### Required work
Output each entry exactly; skip nothing.

[Dataset rows]
----------
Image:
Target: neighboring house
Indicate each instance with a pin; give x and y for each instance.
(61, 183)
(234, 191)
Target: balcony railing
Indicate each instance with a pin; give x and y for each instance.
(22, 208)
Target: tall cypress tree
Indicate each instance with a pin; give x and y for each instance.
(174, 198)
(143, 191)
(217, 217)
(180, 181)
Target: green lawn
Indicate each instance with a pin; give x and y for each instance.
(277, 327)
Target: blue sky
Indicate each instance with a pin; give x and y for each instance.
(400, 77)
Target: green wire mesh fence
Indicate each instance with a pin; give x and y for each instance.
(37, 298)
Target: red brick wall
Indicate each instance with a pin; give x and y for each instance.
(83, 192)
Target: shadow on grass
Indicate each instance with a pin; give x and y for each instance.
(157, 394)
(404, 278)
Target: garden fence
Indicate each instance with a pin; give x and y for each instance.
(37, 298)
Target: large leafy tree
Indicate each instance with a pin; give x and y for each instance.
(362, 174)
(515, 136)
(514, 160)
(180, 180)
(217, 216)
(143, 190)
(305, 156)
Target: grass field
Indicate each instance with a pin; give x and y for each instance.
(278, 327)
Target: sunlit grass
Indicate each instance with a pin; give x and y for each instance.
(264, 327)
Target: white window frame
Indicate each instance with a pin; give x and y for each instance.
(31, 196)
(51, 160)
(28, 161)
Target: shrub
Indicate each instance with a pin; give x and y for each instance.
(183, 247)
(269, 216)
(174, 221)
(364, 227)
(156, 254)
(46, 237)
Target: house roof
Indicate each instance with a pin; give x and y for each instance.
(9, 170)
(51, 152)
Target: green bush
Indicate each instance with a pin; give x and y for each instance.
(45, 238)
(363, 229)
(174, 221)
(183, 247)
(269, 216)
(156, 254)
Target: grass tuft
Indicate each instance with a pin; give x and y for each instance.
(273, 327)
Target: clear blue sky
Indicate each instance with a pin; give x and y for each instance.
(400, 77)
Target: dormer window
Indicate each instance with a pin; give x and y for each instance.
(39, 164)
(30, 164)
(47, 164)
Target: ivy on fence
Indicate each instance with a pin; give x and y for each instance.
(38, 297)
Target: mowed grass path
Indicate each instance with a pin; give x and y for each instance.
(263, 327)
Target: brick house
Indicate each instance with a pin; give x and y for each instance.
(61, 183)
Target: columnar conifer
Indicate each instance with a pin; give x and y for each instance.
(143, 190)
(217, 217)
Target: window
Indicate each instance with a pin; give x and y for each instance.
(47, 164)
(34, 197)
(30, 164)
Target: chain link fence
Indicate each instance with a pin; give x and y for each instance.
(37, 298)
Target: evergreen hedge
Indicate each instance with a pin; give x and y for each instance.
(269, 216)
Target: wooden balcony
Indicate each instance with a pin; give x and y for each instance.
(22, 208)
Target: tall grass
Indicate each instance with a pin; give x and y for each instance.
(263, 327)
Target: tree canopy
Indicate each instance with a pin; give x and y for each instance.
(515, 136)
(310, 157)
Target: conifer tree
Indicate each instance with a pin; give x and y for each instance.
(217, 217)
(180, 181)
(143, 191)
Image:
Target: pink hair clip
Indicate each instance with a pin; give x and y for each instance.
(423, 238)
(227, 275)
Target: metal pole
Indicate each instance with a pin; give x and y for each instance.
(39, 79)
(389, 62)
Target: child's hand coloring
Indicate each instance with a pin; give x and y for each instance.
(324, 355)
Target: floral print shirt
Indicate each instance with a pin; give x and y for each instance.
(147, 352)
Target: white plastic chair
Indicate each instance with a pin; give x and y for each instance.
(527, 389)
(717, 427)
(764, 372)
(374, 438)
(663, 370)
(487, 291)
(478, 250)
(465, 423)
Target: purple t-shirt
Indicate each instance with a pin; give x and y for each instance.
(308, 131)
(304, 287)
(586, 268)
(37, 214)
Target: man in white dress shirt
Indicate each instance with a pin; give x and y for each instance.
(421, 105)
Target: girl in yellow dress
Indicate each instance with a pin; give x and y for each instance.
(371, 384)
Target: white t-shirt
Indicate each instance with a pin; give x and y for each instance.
----------
### Worked answer
Image:
Target: neighboring house
Indicate each instance with a pin; give x and y for each instance.
(61, 183)
(234, 191)
Target: balcony railing
Indicate each instance with a pin; give x and y for each instance.
(22, 208)
Target: tall cypress tree
Indicate each instance with a pin; give x and y for each instance.
(174, 198)
(143, 191)
(217, 217)
(180, 181)
Target: green lawn
Indicate each instance with a pin; give x and y for each instance.
(277, 327)
Target: blue sky
Indicate each instance with a pin; give x and y for each instance.
(400, 77)
Target: green wire mesh fence
Indicate each instance with a pin; give x and y for each instance.
(37, 298)
Target: red brick wall
Indicate each instance with a pin; give x and y for each instance.
(83, 192)
Target: shadow on grass
Indicate each instance with a pin; give x and y for each instance.
(157, 394)
(404, 278)
Target: garden fence
Indicate each instance with a pin; give x and y for each instance.
(37, 298)
Target: large leafy tree
Indicate each instance with a pin; give x and y for each instance.
(362, 174)
(515, 136)
(514, 160)
(180, 180)
(217, 216)
(143, 190)
(305, 156)
Target: grass field
Indicate each instance with a pin; give x and y for each instance.
(278, 327)
Target: sunlit grass
Indicate each instance with a pin; give x and y for each instance.
(264, 327)
Target: white window frame
Indicate each instance with a pin; give x and y for each instance.
(31, 196)
(51, 160)
(28, 161)
Target: shrub
Indicate each instance with a pin; give x and y for each instance.
(183, 247)
(269, 216)
(174, 221)
(364, 227)
(156, 254)
(46, 237)
Target: house roof
Indicate each instance with a pin; give x and y for each instance.
(9, 170)
(51, 152)
Target: green bush
Indicate each instance with a pin; give x and y for each instance.
(45, 238)
(363, 229)
(174, 221)
(183, 247)
(269, 216)
(156, 254)
Target: grass tuft
Indicate each instance with a pin; give x and y for each instance.
(273, 327)
Target: clear blue sky
Indicate each instance with a pin; give x and y for each instance.
(400, 77)
Target: dormer window
Indicate each instance with a pin; give x and y for each instance.
(39, 164)
(30, 164)
(47, 164)
Target: ivy on fence
Indicate each instance with a pin; give x and y for each instance.
(38, 297)
Target: mowed grass path
Indicate each instance with a pin; give x and y for each instance.
(263, 327)
Target: brick house
Indicate each instance with a pin; give x and y for each instance.
(61, 183)
Target: columnar conifer
Indicate each instance with a pin; give x and y for each instance.
(143, 190)
(217, 217)
Target: window
Indicate each instance with a pin; give x and y for each instance.
(47, 164)
(34, 197)
(30, 164)
Target: chain link fence
Indicate each instance with a pin; give x and y for each instance.
(37, 298)
Target: evergreen hedge
Indicate each instance with a pin; give x and y for each instance.
(269, 216)
Target: wooden balcony
Indicate each instance with a pin; give x and y for each instance.
(22, 208)
Target: tall grass
Indicate each instance with a pin; give x and y for each instance.
(263, 327)
Target: tree canopy
Indicate each instance with a pin; give x and y for each instance.
(515, 136)
(310, 157)
Target: conifer tree
Indicate each instance with a pin; give x and y for each instance.
(217, 217)
(180, 181)
(143, 191)
Image:
Target: pink hair clip
Indicate each instance with a pin; give x and y for each instance.
(423, 238)
(227, 275)
Target: metal pole
Indicate each instance with a pin; give x and y for each instance.
(39, 79)
(389, 62)
Target: child's hand coloring
Indicate each instance with a pin; give x and y for each instance.
(324, 355)
Target: floral print shirt
Indicate each instance with a pin; give x and y for each instance.
(147, 352)
Target: white plastic chair
Indicate each instance with a pin; give x and y for each instance.
(527, 389)
(717, 427)
(764, 372)
(374, 438)
(663, 370)
(487, 291)
(478, 250)
(465, 423)
Target: purple t-shirt
Indicate each instance with a pin; give x and y for each instance.
(308, 131)
(304, 287)
(586, 268)
(37, 214)
Target: man in white dress shirt
Indicate each instance with a pin; give x and y for each instance.
(421, 105)
Target: girl in yellow dress
Indicate each instance with a pin; give x and y for each instance.
(371, 384)
Target: white t-shirt
Indicate each instance with a pin; give x and y for each instance.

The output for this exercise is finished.